Assigned task: The span to be transcribed begins with the line that contains "Practice. Point at the white cleat" and ends with the last line of the listing; copy it exactly and include nothing else.

Task inputs:
□ □ □ □ □

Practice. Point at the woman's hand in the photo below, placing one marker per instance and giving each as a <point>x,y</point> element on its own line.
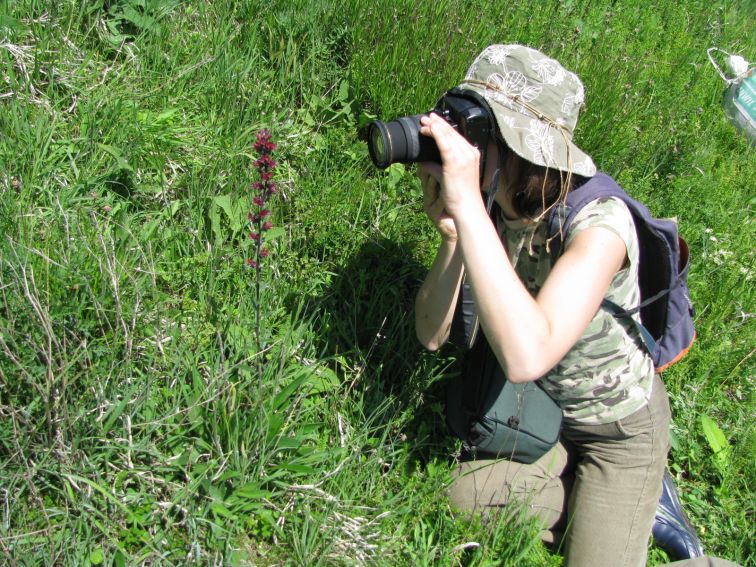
<point>458,176</point>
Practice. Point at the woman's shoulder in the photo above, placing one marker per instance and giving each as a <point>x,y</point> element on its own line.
<point>605,212</point>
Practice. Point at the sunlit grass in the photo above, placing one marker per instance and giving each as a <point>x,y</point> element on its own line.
<point>140,423</point>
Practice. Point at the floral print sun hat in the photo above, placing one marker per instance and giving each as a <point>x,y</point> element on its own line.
<point>536,103</point>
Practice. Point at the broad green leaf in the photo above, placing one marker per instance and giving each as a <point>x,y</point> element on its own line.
<point>716,439</point>
<point>116,153</point>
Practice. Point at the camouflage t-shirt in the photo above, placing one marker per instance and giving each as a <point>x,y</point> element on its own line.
<point>607,374</point>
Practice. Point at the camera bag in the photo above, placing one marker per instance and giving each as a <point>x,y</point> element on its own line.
<point>491,415</point>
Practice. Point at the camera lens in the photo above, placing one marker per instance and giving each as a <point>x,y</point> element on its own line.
<point>379,145</point>
<point>400,141</point>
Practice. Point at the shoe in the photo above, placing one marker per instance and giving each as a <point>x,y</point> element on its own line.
<point>672,530</point>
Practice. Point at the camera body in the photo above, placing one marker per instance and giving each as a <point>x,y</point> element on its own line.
<point>400,141</point>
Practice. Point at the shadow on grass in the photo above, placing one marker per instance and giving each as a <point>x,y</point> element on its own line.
<point>367,320</point>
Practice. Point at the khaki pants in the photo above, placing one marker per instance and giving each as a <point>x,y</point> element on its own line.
<point>595,492</point>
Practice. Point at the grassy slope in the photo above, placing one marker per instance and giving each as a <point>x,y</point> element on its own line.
<point>136,424</point>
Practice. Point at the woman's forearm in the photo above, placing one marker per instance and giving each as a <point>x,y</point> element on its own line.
<point>437,298</point>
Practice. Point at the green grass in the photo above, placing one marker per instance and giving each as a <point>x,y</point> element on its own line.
<point>139,423</point>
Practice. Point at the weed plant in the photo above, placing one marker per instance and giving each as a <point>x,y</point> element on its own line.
<point>141,423</point>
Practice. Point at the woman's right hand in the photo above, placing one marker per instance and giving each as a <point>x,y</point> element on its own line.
<point>434,206</point>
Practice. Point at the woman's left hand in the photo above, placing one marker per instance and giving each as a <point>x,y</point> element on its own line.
<point>459,173</point>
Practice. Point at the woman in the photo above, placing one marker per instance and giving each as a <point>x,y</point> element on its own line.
<point>600,485</point>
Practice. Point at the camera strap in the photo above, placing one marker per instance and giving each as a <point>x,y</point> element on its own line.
<point>495,181</point>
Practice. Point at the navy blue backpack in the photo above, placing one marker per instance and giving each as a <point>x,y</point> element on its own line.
<point>666,311</point>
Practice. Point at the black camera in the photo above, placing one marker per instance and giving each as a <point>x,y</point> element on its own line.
<point>400,140</point>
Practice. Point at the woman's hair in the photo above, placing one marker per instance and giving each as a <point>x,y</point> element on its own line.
<point>537,188</point>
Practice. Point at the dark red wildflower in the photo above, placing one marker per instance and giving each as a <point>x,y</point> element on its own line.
<point>262,189</point>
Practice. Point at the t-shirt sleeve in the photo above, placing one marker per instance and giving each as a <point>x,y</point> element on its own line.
<point>609,213</point>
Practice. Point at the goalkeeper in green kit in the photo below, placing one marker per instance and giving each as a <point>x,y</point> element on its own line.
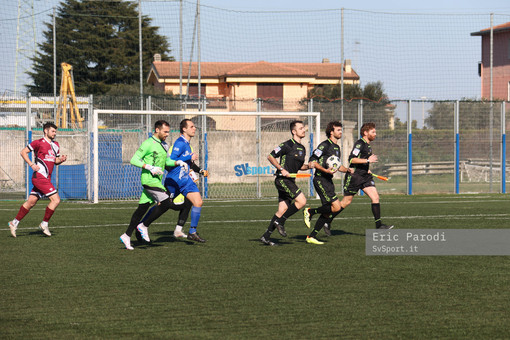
<point>152,157</point>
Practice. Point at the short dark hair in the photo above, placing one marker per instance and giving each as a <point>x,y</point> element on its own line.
<point>49,125</point>
<point>160,123</point>
<point>331,126</point>
<point>366,127</point>
<point>184,124</point>
<point>294,123</point>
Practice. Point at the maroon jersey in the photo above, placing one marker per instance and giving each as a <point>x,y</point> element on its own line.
<point>45,153</point>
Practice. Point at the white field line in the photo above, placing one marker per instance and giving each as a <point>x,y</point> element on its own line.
<point>450,217</point>
<point>132,205</point>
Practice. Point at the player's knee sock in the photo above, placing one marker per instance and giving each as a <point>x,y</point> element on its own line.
<point>137,216</point>
<point>21,213</point>
<point>324,209</point>
<point>335,214</point>
<point>195,216</point>
<point>159,210</point>
<point>184,212</point>
<point>47,214</point>
<point>271,227</point>
<point>151,210</point>
<point>290,211</point>
<point>318,225</point>
<point>376,210</point>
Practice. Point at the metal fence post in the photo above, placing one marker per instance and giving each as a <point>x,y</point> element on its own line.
<point>258,136</point>
<point>409,150</point>
<point>311,128</point>
<point>28,139</point>
<point>457,146</point>
<point>503,149</point>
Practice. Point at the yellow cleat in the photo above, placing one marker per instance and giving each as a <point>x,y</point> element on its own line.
<point>306,214</point>
<point>313,240</point>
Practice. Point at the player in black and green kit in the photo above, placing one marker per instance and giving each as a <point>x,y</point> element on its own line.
<point>152,157</point>
<point>292,158</point>
<point>361,179</point>
<point>323,182</point>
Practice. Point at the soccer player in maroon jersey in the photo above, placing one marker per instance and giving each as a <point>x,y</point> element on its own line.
<point>46,156</point>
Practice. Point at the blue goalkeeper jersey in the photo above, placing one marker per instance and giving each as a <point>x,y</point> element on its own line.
<point>181,151</point>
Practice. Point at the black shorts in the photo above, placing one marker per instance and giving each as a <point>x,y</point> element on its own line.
<point>356,182</point>
<point>325,189</point>
<point>287,189</point>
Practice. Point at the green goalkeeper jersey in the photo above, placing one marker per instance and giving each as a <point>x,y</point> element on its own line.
<point>152,152</point>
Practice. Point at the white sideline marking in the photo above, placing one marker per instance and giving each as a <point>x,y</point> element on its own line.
<point>133,204</point>
<point>460,217</point>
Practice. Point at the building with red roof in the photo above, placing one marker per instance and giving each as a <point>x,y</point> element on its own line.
<point>501,62</point>
<point>229,82</point>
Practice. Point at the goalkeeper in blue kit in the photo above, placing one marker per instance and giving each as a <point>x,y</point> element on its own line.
<point>152,157</point>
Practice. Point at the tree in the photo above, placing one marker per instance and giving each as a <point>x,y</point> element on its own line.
<point>100,40</point>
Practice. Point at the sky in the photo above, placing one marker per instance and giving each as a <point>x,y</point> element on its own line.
<point>375,38</point>
<point>406,6</point>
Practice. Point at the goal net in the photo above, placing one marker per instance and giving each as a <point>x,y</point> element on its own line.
<point>232,146</point>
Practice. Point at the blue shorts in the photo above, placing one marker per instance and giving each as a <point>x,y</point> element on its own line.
<point>183,186</point>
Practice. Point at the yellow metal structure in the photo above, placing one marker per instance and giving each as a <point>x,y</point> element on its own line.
<point>67,95</point>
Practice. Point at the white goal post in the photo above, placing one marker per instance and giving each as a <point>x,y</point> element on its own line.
<point>233,146</point>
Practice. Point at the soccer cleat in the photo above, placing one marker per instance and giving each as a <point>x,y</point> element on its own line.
<point>327,229</point>
<point>13,228</point>
<point>127,241</point>
<point>306,213</point>
<point>267,241</point>
<point>384,226</point>
<point>195,237</point>
<point>144,231</point>
<point>45,229</point>
<point>313,240</point>
<point>180,234</point>
<point>281,229</point>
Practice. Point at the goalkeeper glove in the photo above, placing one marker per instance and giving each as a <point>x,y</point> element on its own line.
<point>155,170</point>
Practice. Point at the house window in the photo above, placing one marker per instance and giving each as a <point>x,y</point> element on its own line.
<point>193,90</point>
<point>272,94</point>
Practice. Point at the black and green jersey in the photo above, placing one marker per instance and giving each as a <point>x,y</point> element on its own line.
<point>362,150</point>
<point>292,156</point>
<point>321,154</point>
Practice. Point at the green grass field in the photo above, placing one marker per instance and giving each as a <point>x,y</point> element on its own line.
<point>81,283</point>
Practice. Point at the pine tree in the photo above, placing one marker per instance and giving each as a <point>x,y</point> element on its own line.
<point>100,40</point>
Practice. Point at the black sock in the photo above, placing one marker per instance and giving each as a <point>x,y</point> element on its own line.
<point>318,225</point>
<point>323,209</point>
<point>137,217</point>
<point>335,214</point>
<point>376,210</point>
<point>158,211</point>
<point>290,211</point>
<point>271,227</point>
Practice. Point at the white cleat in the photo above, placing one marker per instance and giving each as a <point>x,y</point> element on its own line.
<point>179,234</point>
<point>144,231</point>
<point>127,241</point>
<point>45,229</point>
<point>13,228</point>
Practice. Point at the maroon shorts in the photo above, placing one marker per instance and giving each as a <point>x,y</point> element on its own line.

□ □ □ □ □

Task output:
Practice. Point at the white cleat in the photo above, placing one marker per instance and giving each as a <point>x,y</point> element on its own line.
<point>179,234</point>
<point>144,231</point>
<point>127,241</point>
<point>45,229</point>
<point>13,228</point>
Practice. Point at the maroon shorts in the photo above, placing one marker per instance and giving each as a <point>x,y</point> element on its own line.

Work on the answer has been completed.